* PAGE *
------------------------------------------------------------------------

Architecture à l'écran: Une fleur sur l'asphalte
Un mois sur deux, la revue romande Tracés et le collectif Le Silo explorent les liens entre architecture et cinéma. Sur le thème de la genèse et de la fin des espaces urbains, la séance du 5 février, intitulée «Une fleur sur l’asphalte», investit l’écart entre une vidéo brésilienne réalisée en 2011 pour la biennale de Shenzhen & Hong Kong d’urbanisme et d’architecture, et une fiction d’Abbas Kiarostami des années 1980.
Dès le mois de février, les séances «L’architecture à l’écran» seront reprises et présentées aux Cinémas du Grütli dans le cadre d’une nouvelle collaboration avec la Maison de l’Architecture de Genève. Rendez-vous pour la première, le mardi 4 février.
Une fleur sur l’asphalte
Cette séance propose d’investir l’espace qui sépare Où est la maison de mon ami?, tourné par Abbas Kiarostami en 1987 dans deux villages du nord de l’Iran, et Brasilia, vidéo que le cinéaste brésilien Cao Guimarães a réalisée en 2011 pour la biennale de Shenzhen & Hong Kong d’urbanisme et d’architecture. Les deux films développent chacun à leur manière une réflexion sur la place de la spontanéité et de la rationalité dans les espaces urbains, sur le jeu de forces entre tradition et modernité.
La ville moderne est le contrechamp imaginaire des villages de Koker et de Pochté que filme Kiarostami. C’est un ailleurs que l’on craint où la transmission, la mémoire, le savoir-faire manuel et la poésie n’ont sans doute plus tout à fait leur place. Peut-on imaginer, dans une ville moderne, un chemin comme celui qu’emprunte Ahmed, un sentier en forme de «Z» comme celui que le film a tracé sur la colline qui sépare les deux villages?

------------------------------------------------------------------------

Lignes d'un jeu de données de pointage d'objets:
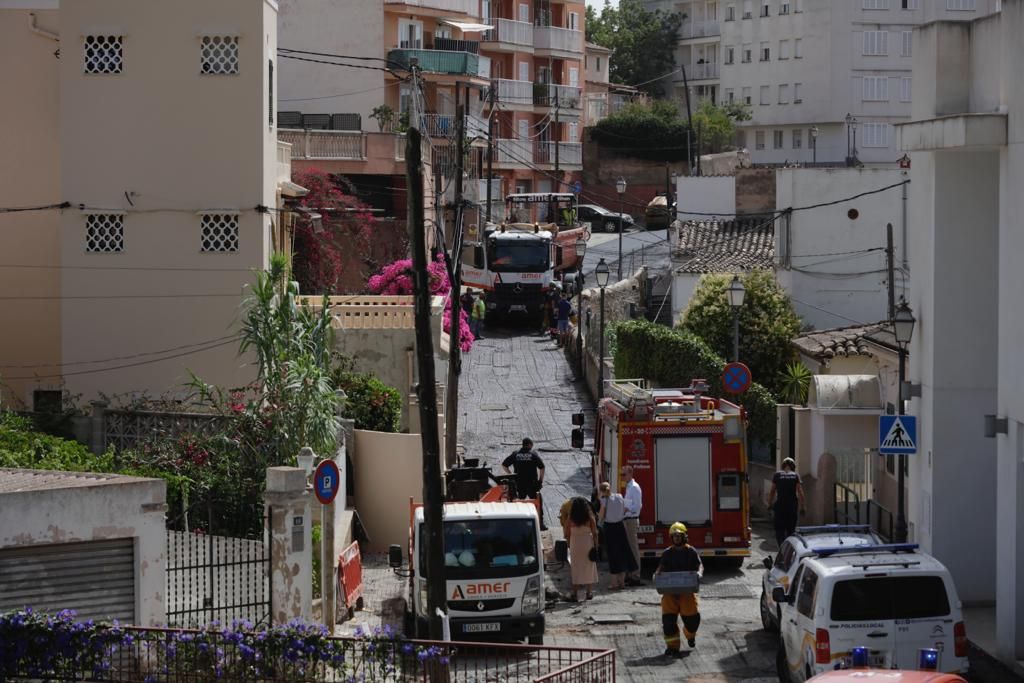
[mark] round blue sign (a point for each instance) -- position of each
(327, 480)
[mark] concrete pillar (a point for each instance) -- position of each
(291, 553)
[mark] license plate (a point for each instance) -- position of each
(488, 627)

------------------------------------------------------------------------

* EXERCICE COURT *
Reproduisez tel quel le passage de la page sur architecture et cinéma qui s'ouvre sur les mots «Architecture à l'écran: Une» et se referme sur «mardi 4 février.».

* EXERCICE CORRIGÉ *
Architecture à l'écran: Une fleur sur l'asphalte
Un mois sur deux, la revue romande Tracés et le collectif Le Silo explorent les liens entre architecture et cinéma. Sur le thème de la genèse et de la fin des espaces urbains, la séance du 5 février, intitulée «Une fleur sur l’asphalte», investit l’écart entre une vidéo brésilienne réalisée en 2011 pour la biennale de Shenzhen & Hong Kong d’urbanisme et d’architecture, et une fiction d’Abbas Kiarostami des années 1980.
Dès le mois de février, les séances «L’architecture à l’écran» seront reprises et présentées aux Cinémas du Grütli dans le cadre d’une nouvelle collaboration avec la Maison de l’Architecture de Genève. Rendez-vous pour la première, le mardi 4 février.